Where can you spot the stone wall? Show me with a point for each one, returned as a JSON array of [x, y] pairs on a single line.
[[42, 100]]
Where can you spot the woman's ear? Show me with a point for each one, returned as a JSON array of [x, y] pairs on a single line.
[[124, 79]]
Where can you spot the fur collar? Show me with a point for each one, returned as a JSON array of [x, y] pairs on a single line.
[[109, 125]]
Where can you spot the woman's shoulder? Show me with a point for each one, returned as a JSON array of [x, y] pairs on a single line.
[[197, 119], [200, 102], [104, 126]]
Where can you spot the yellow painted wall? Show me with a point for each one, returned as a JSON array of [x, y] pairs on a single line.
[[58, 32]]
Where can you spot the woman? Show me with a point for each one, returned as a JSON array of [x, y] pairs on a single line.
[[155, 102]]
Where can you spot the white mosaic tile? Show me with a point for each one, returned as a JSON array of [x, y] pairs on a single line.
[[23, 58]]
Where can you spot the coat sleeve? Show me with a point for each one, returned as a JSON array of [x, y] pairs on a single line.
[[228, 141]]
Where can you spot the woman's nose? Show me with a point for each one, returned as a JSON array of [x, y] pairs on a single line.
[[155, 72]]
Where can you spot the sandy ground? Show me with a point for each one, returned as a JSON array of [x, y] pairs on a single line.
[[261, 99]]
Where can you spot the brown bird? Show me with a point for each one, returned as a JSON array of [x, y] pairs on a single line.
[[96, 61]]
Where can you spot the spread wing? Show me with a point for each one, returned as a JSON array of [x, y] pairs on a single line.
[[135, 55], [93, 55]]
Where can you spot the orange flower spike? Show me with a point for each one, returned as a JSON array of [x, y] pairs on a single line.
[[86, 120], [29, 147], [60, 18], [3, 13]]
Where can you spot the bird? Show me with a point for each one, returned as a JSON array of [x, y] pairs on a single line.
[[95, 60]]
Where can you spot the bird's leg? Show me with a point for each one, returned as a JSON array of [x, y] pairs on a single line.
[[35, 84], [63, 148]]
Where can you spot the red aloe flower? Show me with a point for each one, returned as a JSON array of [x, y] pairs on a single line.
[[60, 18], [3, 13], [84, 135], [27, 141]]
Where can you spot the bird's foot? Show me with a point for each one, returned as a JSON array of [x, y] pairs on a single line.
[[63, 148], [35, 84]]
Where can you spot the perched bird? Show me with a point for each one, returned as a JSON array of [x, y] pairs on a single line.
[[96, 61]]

────────────────

#### What to produce
From the records above, please extract every line and repeat it exactly.

#### Exercise result
Where can you spot the stone wall? Show me with a point for each one, returned as a JSON array of [x, y] pairs on a single line.
[[42, 100]]
Where can you spot the woman's ear? Show me with a point for each one, returned as a JSON array of [x, y] pairs on a single line.
[[124, 79]]
Where can you spot the fur collar? Show me with a point for each one, returned as a JSON array of [x, y] pairs on a single line.
[[109, 125]]
Where can you spot the woman's shoulder? Show me with a point for each one, returned as a JSON array of [x, y] pairs on a single line.
[[197, 119], [200, 102], [104, 126]]
Where can you spot the yellow painted wall? Show me with a point for each one, returned as a JSON array of [x, y] pairs on a single line.
[[58, 32]]
Where can you spot the woman? Show me with a point for each one, returned as a JSON array of [x, y] pairs on a single line.
[[155, 102]]
Where can you spot the white mosaic tile? Show me with a point for each one, returned as a JSON array of [x, y] pairs on a single line.
[[23, 58]]
Where can you spot the coat sleeve? Show me with a point for each one, returned as a JSON array of [x, y] pairs on a single line.
[[228, 141]]
Where can you spot the woman's nose? Show me with a point for each one, returned as a JSON array of [x, y] pairs on a single line.
[[155, 72]]
Where can you spot the sandy ground? Show me with a point for each one, returned as a JSON array of [x, y] pairs on a single line.
[[261, 99]]
Where can you spot the brown bird? Show me with a point for each one, returned as a JSON array of [x, y] pairs on a single line.
[[96, 61]]
Where can you spot the spread wing? Show me with a point for each one, returned as a JSON array of [x, y] pairs on a single line.
[[135, 55], [93, 55]]
Where can you spot the orange flower spike? Show me with a point for each one, returned as a JSON array of [x, y] pairs on a single line.
[[86, 120], [29, 147], [60, 18], [3, 13]]
Where can you spot the bird? Show me with a point for each one, returned as a JSON array of [x, y] pairs on a single line.
[[95, 60]]
Where can you spot the bird's leg? Show me with a point for each one, returned as a JSON array of [x, y] pairs on a single line.
[[35, 84], [63, 148]]
Where can you spot the red aloe flower? Show me with a point for each one, returned as a JSON array of [x, y] pairs on a single line.
[[60, 18], [3, 13], [84, 135], [27, 141]]
Where can you spot the bird's foot? Show me with a point for each one, returned as a JSON array of [x, y] pairs on a single line.
[[63, 148], [35, 84]]
Where can you spot the perched bird? Show me with a point for each one, returned as a JSON array of [x, y] pairs on a single line.
[[96, 61]]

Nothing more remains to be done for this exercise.